Stated exercise - Below is a set of records; restate each one word for word.

# start of Given data

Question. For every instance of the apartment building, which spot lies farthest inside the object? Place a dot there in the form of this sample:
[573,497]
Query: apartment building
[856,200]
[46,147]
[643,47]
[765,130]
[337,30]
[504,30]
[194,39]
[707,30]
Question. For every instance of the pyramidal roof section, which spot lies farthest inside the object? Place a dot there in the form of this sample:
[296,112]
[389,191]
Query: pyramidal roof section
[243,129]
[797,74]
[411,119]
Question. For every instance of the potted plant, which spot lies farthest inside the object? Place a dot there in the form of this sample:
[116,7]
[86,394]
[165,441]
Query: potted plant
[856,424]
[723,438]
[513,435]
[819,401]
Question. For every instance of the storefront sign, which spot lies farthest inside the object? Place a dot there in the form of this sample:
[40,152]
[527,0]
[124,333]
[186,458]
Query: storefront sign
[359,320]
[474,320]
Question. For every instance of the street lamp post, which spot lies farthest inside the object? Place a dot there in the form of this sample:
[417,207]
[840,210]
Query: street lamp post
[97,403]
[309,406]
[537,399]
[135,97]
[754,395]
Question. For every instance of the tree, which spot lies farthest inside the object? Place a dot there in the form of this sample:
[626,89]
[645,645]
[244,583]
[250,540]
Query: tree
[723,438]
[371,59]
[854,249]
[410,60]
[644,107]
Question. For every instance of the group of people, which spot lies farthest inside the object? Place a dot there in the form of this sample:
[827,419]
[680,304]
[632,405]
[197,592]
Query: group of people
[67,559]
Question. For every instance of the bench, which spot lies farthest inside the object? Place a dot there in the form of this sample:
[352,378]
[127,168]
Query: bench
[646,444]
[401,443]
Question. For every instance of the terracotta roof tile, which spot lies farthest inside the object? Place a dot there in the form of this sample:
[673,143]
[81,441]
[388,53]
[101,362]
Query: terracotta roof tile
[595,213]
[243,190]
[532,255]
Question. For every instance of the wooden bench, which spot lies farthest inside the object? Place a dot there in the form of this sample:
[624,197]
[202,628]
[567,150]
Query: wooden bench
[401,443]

# end of Given data

Result below -
Question. For every instance of the apartment building, which spot lies farthest inside the object? Place a dot there in the form of this sample:
[573,497]
Query: apartment building
[856,200]
[46,147]
[643,47]
[765,130]
[337,30]
[504,30]
[194,39]
[707,30]
Question. For every instance of the pyramidal roof section, which spot lies farthest inside the object? Place a dot there in the form of this sample:
[296,112]
[389,191]
Query: pyramidal roof section
[243,129]
[797,74]
[411,119]
Question. For every instance of the potted plant, which spot lies farthest inside the object? Place a dot there in the form of this sample:
[116,7]
[86,394]
[165,441]
Query: potted plant
[856,424]
[723,438]
[513,435]
[819,401]
Question. For every instance of the storefront sign, which spot lies farthest inside the object? Place a dot there in the form of this sample:
[40,152]
[527,0]
[124,333]
[186,458]
Query: storefront sign
[359,320]
[474,320]
Question. For every instance of the street lamp post, which spot lies farthest inside the object? Place a dot there in the form of this sample:
[417,207]
[840,210]
Query: street lamp post
[97,403]
[309,406]
[537,399]
[135,97]
[754,395]
Question. For every instance of the tree, which spot lies farthest inside the object? Place a dot there in the form of this sample:
[626,89]
[645,645]
[244,583]
[250,540]
Query: tree
[723,438]
[371,59]
[854,249]
[410,60]
[644,107]
Question. For every instance of the group of people, which spot lies farthest inside the object? Place a dot there in the form of this sample:
[827,419]
[680,304]
[632,405]
[197,592]
Query: group of people
[67,559]
Question. For every instance of the bench, which spot lies farthest inside the object? Place a dot there in the form of this sample:
[352,378]
[127,168]
Query: bench
[646,444]
[401,443]
Question. For every instance of the terracotta roof tile, which spot lies farthest inside the object? Place a dot there in the form of this sample:
[673,143]
[81,441]
[388,53]
[101,362]
Query: terracotta roof tile
[595,213]
[243,190]
[532,255]
Question. For every instance of the wooden bench, which spot lies farthest inside the object? Place a dot there in the form of this sample:
[624,197]
[202,628]
[567,150]
Query: wooden bench
[401,443]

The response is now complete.